Provided text
= = = =
Bill Gates Wants Global Surveillance Pact with W.H.O. to Forestall ‘Even More Fatal’ Coronavirus Variants

American Businessman Bill Gates attends a discussion during the 'Munich Security Conferenc
AP Photo/Michael Probst

Begin preparing now for the appearance of “even more fatal” variants of coronavirus in the future. That’s the advice from billionaire globalist Bill Gates who warned Sunday that international health surveillance driven by increased funding for the World Health Organization (W.H.O.) is one way to forestall pandemic outbreaks.

The Microsoft founder said he did not want to sound “doom and gloom” but warned there was a risk an “even more transmissive and even more fatal” variant could be generated.

He told the Financial Times (FT) in an interview the risk of that happening is “way above five per cent” and would mean the world has yet to see the worst of the pandemic, if his predictions are indeed correct.

Gates cautioned that while the war in Ukraine dominates the international agenda, global leaders should not to lose sight of the health crisis, even as he flies around the world relentlessly lecturing about climate issues.

He called for greater investment to prevent future pandemics. “It seems wild to me that we could fail to look at this tragedy and not, on behalf of the citizens of the world, make these investments,” Gates told the FT.

He acknowledged there were questions over whether an international consensus could be reached to increase funding for W.H.O. at its base in Geneva, Switzerland.

Microsoft founder-turned-philanthropist Bill Gates smiles during the Global Investment Summit at the Science Museum in London on October 19, 2021. (LEON NEAL/POOL/AFP via Getty Images)
= = = =
[Rows contained in a dataset]

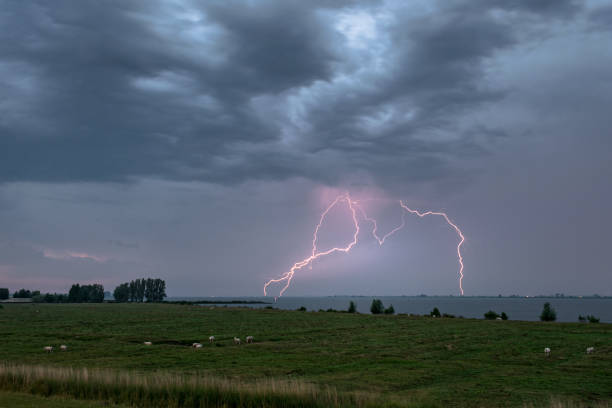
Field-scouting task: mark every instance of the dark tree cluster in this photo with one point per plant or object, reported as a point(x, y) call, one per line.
point(51, 298)
point(377, 307)
point(86, 293)
point(154, 290)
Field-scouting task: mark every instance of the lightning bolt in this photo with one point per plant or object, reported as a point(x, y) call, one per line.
point(353, 206)
point(457, 230)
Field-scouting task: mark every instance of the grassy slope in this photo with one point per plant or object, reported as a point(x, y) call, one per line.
point(12, 400)
point(460, 362)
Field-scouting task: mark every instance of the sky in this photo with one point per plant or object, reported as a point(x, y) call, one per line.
point(199, 142)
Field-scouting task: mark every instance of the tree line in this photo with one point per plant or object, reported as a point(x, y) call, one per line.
point(154, 290)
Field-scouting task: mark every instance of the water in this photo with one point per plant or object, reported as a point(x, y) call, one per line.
point(567, 309)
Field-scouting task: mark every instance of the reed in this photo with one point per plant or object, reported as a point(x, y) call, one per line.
point(163, 389)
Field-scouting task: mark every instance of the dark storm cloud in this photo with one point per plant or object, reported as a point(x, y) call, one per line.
point(230, 91)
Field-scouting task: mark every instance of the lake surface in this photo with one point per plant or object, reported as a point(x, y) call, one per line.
point(567, 309)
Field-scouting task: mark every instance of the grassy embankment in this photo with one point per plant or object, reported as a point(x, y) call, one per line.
point(300, 358)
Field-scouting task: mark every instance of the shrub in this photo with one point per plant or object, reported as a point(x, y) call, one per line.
point(377, 307)
point(491, 315)
point(592, 319)
point(548, 313)
point(390, 310)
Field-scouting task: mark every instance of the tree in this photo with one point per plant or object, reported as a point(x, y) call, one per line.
point(122, 292)
point(377, 307)
point(150, 290)
point(140, 289)
point(548, 313)
point(132, 287)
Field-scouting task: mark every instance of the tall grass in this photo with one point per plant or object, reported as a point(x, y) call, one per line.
point(170, 390)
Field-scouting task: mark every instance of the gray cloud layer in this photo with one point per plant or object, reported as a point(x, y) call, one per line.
point(142, 137)
point(230, 91)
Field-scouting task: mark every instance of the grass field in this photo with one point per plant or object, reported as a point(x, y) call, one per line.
point(375, 360)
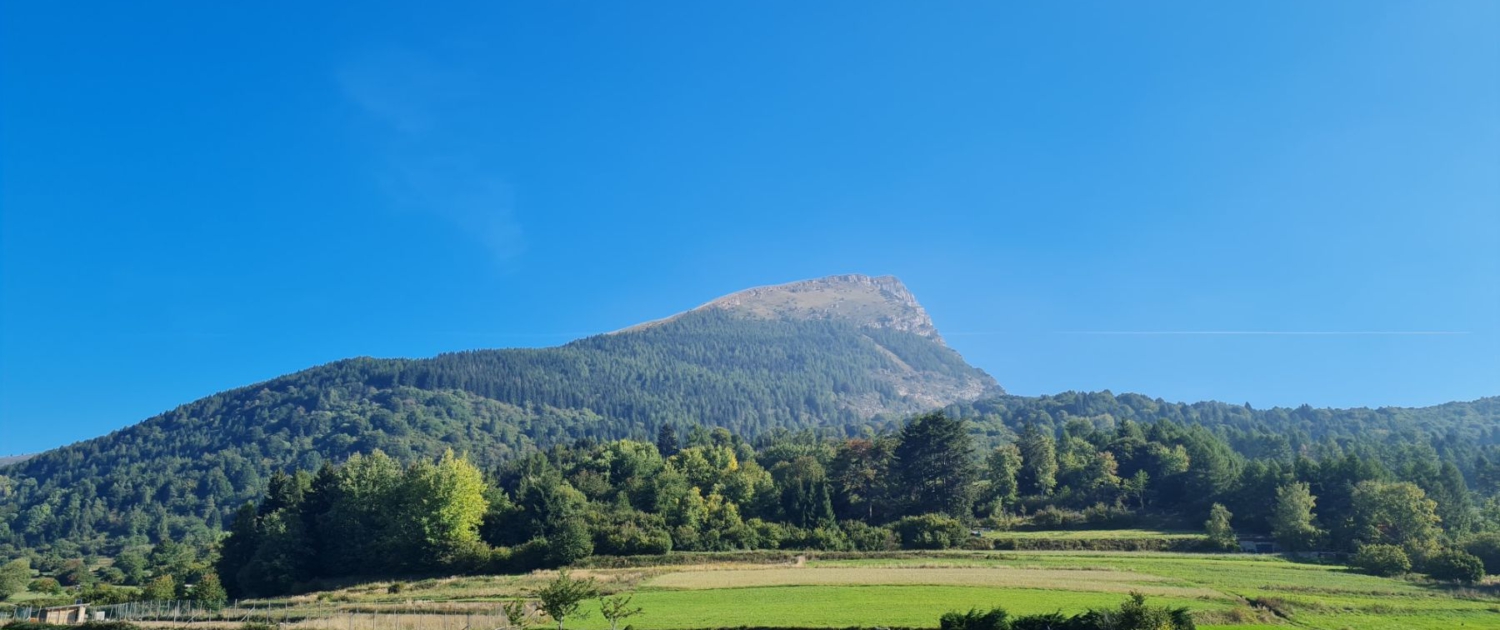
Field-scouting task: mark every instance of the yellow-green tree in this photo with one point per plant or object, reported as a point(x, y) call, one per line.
point(444, 504)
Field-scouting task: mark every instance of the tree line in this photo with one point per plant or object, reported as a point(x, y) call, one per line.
point(923, 486)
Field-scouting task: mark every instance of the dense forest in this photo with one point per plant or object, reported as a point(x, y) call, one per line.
point(920, 488)
point(182, 474)
point(792, 437)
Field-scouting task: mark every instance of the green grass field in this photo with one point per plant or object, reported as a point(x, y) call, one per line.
point(1224, 591)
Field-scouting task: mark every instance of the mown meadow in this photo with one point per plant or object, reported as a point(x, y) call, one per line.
point(914, 590)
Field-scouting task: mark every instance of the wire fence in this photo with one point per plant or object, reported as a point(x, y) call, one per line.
point(411, 615)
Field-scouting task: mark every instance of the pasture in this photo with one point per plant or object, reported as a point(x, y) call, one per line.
point(912, 590)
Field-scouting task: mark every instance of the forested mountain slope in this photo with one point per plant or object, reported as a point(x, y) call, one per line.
point(849, 350)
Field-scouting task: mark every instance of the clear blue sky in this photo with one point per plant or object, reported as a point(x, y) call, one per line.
point(201, 195)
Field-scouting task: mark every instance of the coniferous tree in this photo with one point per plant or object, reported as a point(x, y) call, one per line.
point(1293, 522)
point(936, 465)
point(1038, 473)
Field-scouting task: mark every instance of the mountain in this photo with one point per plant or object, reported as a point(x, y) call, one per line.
point(839, 353)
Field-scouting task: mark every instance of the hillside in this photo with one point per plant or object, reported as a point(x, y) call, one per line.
point(845, 350)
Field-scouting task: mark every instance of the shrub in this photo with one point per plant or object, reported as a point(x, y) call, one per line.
point(1380, 560)
point(930, 531)
point(1055, 518)
point(768, 534)
point(869, 537)
point(995, 618)
point(1487, 548)
point(48, 585)
point(1109, 516)
point(1455, 566)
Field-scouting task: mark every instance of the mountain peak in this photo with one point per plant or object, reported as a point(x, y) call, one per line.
point(879, 302)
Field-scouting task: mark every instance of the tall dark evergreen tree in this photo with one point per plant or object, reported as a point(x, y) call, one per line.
point(936, 465)
point(666, 441)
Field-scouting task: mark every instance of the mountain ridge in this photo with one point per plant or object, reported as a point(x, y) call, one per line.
point(759, 363)
point(867, 300)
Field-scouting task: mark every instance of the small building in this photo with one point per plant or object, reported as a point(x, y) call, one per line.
point(65, 615)
point(1259, 546)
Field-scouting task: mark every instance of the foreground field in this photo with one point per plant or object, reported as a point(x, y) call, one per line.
point(1224, 591)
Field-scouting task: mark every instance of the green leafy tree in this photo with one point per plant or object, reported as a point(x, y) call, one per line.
point(1292, 521)
point(1218, 528)
point(936, 465)
point(209, 591)
point(14, 576)
point(1038, 474)
point(804, 489)
point(1395, 513)
point(443, 507)
point(1487, 548)
point(159, 588)
point(519, 614)
point(861, 470)
point(999, 474)
point(617, 609)
point(564, 596)
point(132, 564)
point(47, 585)
point(1380, 560)
point(1455, 566)
point(1136, 488)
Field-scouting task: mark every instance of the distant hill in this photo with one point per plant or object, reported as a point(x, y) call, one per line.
point(9, 459)
point(831, 353)
point(839, 354)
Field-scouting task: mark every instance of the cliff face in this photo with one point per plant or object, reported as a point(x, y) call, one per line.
point(878, 302)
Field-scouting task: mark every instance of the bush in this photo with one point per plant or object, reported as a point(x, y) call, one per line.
point(869, 537)
point(768, 534)
point(1485, 548)
point(1109, 516)
point(48, 585)
point(1455, 566)
point(1134, 614)
point(1055, 518)
point(930, 531)
point(818, 539)
point(1380, 560)
point(995, 618)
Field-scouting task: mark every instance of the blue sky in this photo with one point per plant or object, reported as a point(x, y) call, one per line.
point(203, 195)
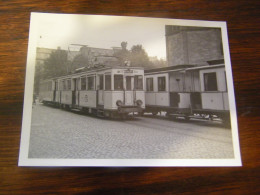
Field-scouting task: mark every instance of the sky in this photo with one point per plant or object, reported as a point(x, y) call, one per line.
point(62, 30)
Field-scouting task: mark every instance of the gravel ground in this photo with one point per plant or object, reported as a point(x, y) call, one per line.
point(59, 134)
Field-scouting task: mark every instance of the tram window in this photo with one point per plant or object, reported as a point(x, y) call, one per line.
point(149, 84)
point(128, 83)
point(101, 78)
point(161, 84)
point(91, 83)
point(108, 82)
point(138, 80)
point(78, 83)
point(68, 84)
point(56, 85)
point(83, 83)
point(63, 85)
point(60, 85)
point(118, 82)
point(210, 81)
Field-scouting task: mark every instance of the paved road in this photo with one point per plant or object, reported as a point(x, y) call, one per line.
point(57, 133)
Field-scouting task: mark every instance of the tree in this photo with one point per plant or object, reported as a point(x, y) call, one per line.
point(82, 59)
point(123, 54)
point(139, 57)
point(57, 64)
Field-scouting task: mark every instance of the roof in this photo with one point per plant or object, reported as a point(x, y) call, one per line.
point(169, 68)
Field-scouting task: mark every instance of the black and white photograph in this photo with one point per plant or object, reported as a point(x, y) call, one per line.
point(128, 91)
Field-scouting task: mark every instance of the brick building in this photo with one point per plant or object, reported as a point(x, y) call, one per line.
point(192, 45)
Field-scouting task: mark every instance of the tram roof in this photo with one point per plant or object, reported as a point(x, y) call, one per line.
point(181, 68)
point(93, 69)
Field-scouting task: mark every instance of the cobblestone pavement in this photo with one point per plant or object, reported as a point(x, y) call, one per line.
point(57, 133)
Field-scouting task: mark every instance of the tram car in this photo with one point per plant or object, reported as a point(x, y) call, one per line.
point(106, 91)
point(188, 91)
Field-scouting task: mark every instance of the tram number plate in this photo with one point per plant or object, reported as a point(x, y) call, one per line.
point(129, 71)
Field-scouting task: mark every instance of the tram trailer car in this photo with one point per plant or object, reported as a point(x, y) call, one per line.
point(107, 91)
point(188, 91)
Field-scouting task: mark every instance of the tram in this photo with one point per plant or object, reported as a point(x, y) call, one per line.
point(105, 91)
= = = =
Problems to work on
[A] Answer these questions from the article on Bill Gates and coronavirus variants:
(i) Which newspaper interviewed Gates?
(ii) In which city and country does the article place the W.H.O.'s base?
(iii) According to the closing photo caption, where and on what date was the Global Investment Summit held?
[B] For each statement, state whether it agrees with the article on Bill Gates and coronavirus variants, answering yes or no and quoting the deciding words:
(i) Gates estimated the risk of a more fatal variant at below five percent.
(ii) Gates said he wanted to sound "doom and gloom."
(iii) Gates acknowledged doubts about reaching an international consensus on more funding for the W.H.O.
[C] Resume the article on Bill Gates and coronavirus variants after its final line, keeping the same formal news style.

Responses by item number
[A]
(i) The Financial Times (FT).
(ii) Geneva, Switzerland.
(iii) At the Science Museum in London on October 19, 2021.

[B]
(i) No: "the risk of that happening is “way above five per cent”"
(ii) No: "he did not want to sound “doom and gloom”"
(iii) Yes: "He acknowledged there were questions over whether an international consensus could be reached to increase funding for W.H.O. at its base in Geneva, Switzerland."

[C]
A person holds a t-shirt depicting Microsoft founder-turned-philanthropist Bill Gates with the word “Assassin” during a demonstration against COVID-19 vaccines in front of the Ministry of Labor in Bogota, on January 21, 2022. (JUAN BARRETO/AFP via Getty)

That said, he also believed the W.H.O. was the only body that could build and manage the “top-notch” GERM team for which the running costs, he estimated, would be around $1bn a year.

“The amount of money involved is very small compared to the benefit and it will be a test: can global institutions take on new responsibilities in an excellent way, even in a time period where U.S.-China [relations are] tough, U.S.-Russia is extremely tough?” said Gates.

“We’re still at risk of this pandemic generating a variant that would be even more transmissive and even more fatal,” he said. “It’s not likely, I don’t want to be a voice of doom and gloom, but it’s way above a 5 per cent risk that this pandemic, we haven’t even seen the worst of it.”

Gates, whose book How to Prevent the Next Pandemic is published on Tuesday, expressed his hope the UK would not further reduce its contribution to foreign aid funding.